DO THIS – Transcribe all of the material exactly, except for its pictures.

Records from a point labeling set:
• • • • •

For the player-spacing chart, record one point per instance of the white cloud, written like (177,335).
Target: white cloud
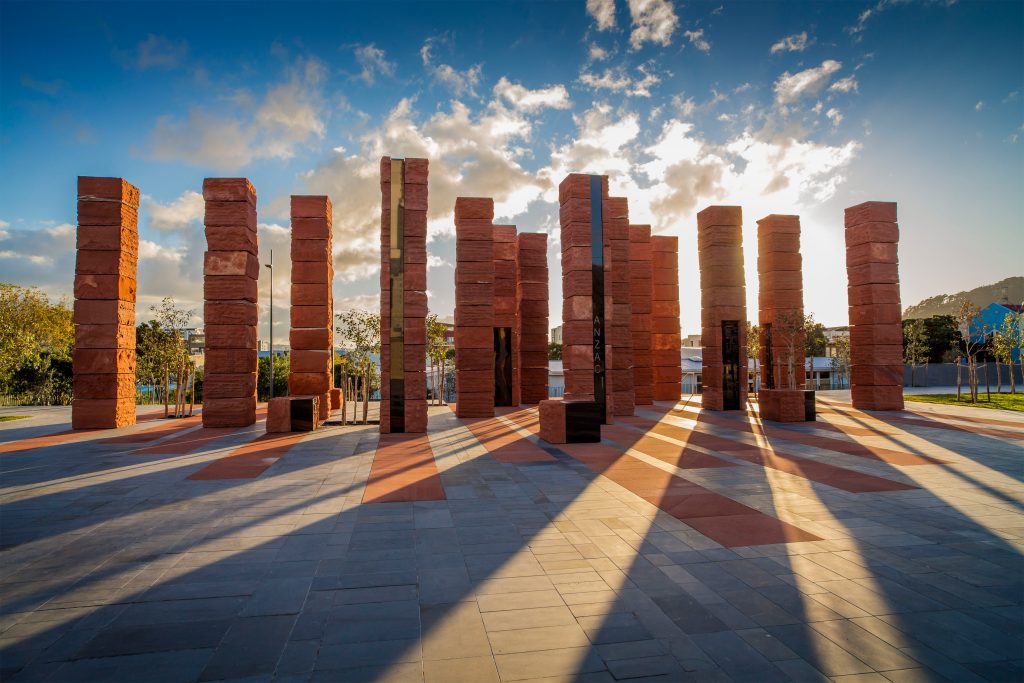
(554,96)
(617,80)
(288,117)
(181,214)
(697,40)
(848,84)
(374,62)
(160,52)
(791,87)
(798,42)
(653,20)
(603,12)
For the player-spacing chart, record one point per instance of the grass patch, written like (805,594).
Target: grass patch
(999,401)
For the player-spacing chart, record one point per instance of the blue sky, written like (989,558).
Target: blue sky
(780,108)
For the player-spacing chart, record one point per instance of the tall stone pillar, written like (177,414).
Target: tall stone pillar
(311,366)
(641,289)
(474,307)
(403,295)
(230,270)
(876,327)
(531,321)
(666,341)
(723,307)
(616,267)
(103,363)
(584,306)
(780,292)
(505,346)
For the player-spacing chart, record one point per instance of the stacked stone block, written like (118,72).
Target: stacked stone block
(103,363)
(876,328)
(474,307)
(531,322)
(505,299)
(409,189)
(616,236)
(229,289)
(641,290)
(723,297)
(665,337)
(578,309)
(311,367)
(780,292)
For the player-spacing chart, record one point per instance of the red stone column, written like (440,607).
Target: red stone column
(474,307)
(666,342)
(641,289)
(505,291)
(531,318)
(876,327)
(410,193)
(780,291)
(578,313)
(723,299)
(229,289)
(103,363)
(311,366)
(616,267)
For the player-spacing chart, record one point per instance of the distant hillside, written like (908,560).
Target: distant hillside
(945,304)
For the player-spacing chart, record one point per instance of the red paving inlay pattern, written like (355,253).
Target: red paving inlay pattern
(249,461)
(403,470)
(855,449)
(504,443)
(720,518)
(838,477)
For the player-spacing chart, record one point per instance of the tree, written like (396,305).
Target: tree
(972,328)
(171,352)
(815,341)
(1008,338)
(437,354)
(360,331)
(914,346)
(754,349)
(37,340)
(790,330)
(841,361)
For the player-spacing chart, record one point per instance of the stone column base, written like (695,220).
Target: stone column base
(786,404)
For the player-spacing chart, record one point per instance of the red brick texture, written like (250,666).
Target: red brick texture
(414,194)
(531,321)
(620,325)
(229,285)
(312,273)
(723,296)
(780,292)
(665,337)
(474,307)
(104,308)
(876,328)
(641,290)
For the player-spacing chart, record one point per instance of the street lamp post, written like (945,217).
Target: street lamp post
(270,266)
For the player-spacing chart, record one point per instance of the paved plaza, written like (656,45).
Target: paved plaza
(687,545)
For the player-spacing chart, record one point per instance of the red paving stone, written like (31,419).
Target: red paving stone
(403,470)
(838,477)
(858,450)
(503,442)
(249,461)
(927,421)
(720,518)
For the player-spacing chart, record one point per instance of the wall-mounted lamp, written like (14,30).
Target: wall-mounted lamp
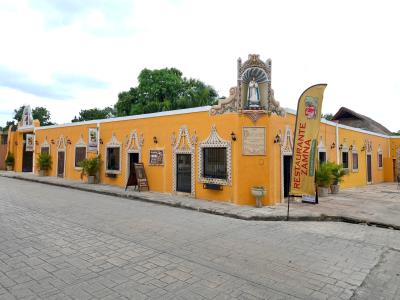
(277,139)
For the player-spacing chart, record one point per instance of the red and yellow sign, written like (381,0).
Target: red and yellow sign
(305,143)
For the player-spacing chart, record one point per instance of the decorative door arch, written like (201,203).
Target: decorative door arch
(183,145)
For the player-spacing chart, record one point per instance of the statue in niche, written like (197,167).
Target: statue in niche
(253,94)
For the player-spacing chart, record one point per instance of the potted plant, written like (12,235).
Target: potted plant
(337,173)
(90,167)
(10,161)
(44,163)
(258,192)
(323,178)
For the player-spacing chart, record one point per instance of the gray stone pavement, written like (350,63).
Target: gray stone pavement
(377,204)
(61,243)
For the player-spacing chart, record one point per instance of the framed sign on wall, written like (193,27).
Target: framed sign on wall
(253,141)
(156,157)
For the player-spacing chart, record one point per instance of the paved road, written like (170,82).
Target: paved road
(58,243)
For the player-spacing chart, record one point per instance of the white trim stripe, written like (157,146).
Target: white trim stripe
(135,117)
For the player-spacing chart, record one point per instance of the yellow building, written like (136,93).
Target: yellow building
(215,153)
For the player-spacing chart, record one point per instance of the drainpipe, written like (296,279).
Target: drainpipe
(337,143)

• • • • •

RESPONSE BELOW –
For the player-spacing chart, record one point per instance of the white cloud, written like (177,335).
Target: white cloud
(554,96)
(617,80)
(288,117)
(181,214)
(697,40)
(848,84)
(374,62)
(160,52)
(791,87)
(798,42)
(653,20)
(603,12)
For the player-spacing chart, record one point per instance of the grass patch, written like (805,594).
Target: grass patch
(999,401)
For the player-spacing chart, record one point per instance of the blue sky, written like (989,558).
Target: blue sky
(780,108)
For the player-spacing chart, record one point per instance of the tall stone pillar, written like (177,414).
Target: tall stone pillar
(311,366)
(641,289)
(474,307)
(403,295)
(230,270)
(876,327)
(531,321)
(666,341)
(723,307)
(616,267)
(103,363)
(584,306)
(780,292)
(505,346)
For the player-spacing chart, record one point per instance of the stacked stone block, written like (118,72).
Target: stacked stone block
(103,363)
(876,328)
(474,307)
(531,322)
(505,299)
(409,189)
(616,236)
(229,289)
(641,290)
(723,297)
(665,337)
(578,309)
(311,367)
(780,292)
For the player-spacing chart, record one point per instance of the red stone column, written like (440,607).
Target: red stone column
(474,307)
(666,342)
(641,289)
(505,291)
(531,318)
(876,327)
(410,193)
(780,291)
(578,313)
(723,299)
(229,289)
(103,363)
(311,366)
(616,267)
For the player-spacing chart, record one point per instance of the distant hillside, written like (908,560).
Target: distant hillside
(945,304)
For the player-spacing chart, record one point per instance of the red paving inlay pattern, written like (355,253).
Target: red paving inlay pattern
(249,461)
(403,470)
(855,449)
(504,443)
(720,518)
(838,477)
For the player-spacing chart, record one point per instance of the tree, written like (396,305).
Target: tree
(972,328)
(171,352)
(815,341)
(1008,338)
(437,354)
(360,331)
(914,346)
(754,349)
(37,340)
(790,330)
(841,361)
For the player-spacing chart, record one point per instance of the stone column base, written like (695,220).
Target: stone column base
(786,404)
For the player-spacing chart, record one point per instance of the red brick texture, written like (250,666).
Target: red brick texture
(414,194)
(531,321)
(620,325)
(229,285)
(312,273)
(723,296)
(780,292)
(665,337)
(474,307)
(104,308)
(876,328)
(641,290)
For the player-spacing chart, record one point per instance of the street lamp post, written like (945,217).
Target: street lamp post
(270,266)
For the player-spacing chart, record one point per instance of the paved plaza, written like (656,45).
Target: paved plaza
(687,545)
For the player-spacing chart, record one point per instance of the red paving stone, written like (31,419).
Target: red paving stone
(403,470)
(838,477)
(858,450)
(503,442)
(249,461)
(927,421)
(720,518)
For the player-spacing chart, record one point per instance of the wall-mounted lamp, written like (14,30).
Target: wall-mounted lamp
(277,139)
For the player-spacing chart, record one point per instance of the red and yellow sign, written like (381,0).
Target: red and yellow sign
(305,143)
For the player-spacing chart, record one point per instance of the decorative door arch, written like (201,203).
Target: decorative door arch
(183,145)
For the player-spacing chart, record one point per instance of the statue in niche, written like (197,167).
Target: statue in niche
(253,94)
For the player-spacing chart, record one point per instance of the potted plant, written like (12,235).
Target: potted plant
(337,173)
(90,167)
(10,161)
(44,163)
(258,192)
(323,178)
For the player-spacing chart, record one point per instance of the gray stone pavement, written like (350,63).
Target: gray stone pavement
(377,204)
(61,243)
For the player-spacing chart, record one point per instance of the framed sign on wall, written like (193,27).
Target: framed sign on wall
(253,141)
(156,157)
For the player-spacing chart, record one point per instance of the paved road, written like (170,82).
Target: paved road
(58,243)
For the player-spacing chart, record one point per instance of the white trim stripe, written like (157,146).
Target: white trim stripe
(135,117)
For the player-spacing chart, record one point per instance of the yellow building, written like (136,93).
Target: yellow building
(215,153)
For the player-spacing chart, record one point per instance of the drainpipe, written like (296,279).
Target: drainpipe
(337,143)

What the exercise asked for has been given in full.